Given instruction
Rewrite every one of the records with "Locate" replaced by "Find" throughout, changing nothing else and omitting the pictures.

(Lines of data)

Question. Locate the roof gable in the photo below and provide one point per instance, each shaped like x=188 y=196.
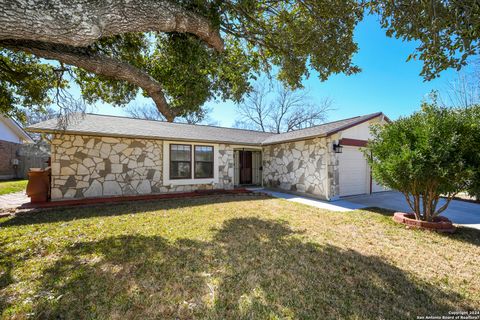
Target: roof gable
x=16 y=129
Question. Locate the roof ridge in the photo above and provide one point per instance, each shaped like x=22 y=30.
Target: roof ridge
x=180 y=123
x=327 y=123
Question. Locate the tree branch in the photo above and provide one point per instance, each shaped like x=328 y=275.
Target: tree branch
x=98 y=64
x=82 y=22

Solved problem
Question. Find the roof gable in the photo below and provide one point per instance, each shaped like x=188 y=196.
Target: roof gable
x=16 y=129
Question. Find the roof ridge in the photo above and provide one point per instance, each shaped like x=22 y=30.
Target: roof ridge
x=180 y=123
x=327 y=123
Question. Find the tree branch in the photo above and provide one point per instance, each shaped like x=328 y=275.
Target: tree branch
x=98 y=64
x=82 y=22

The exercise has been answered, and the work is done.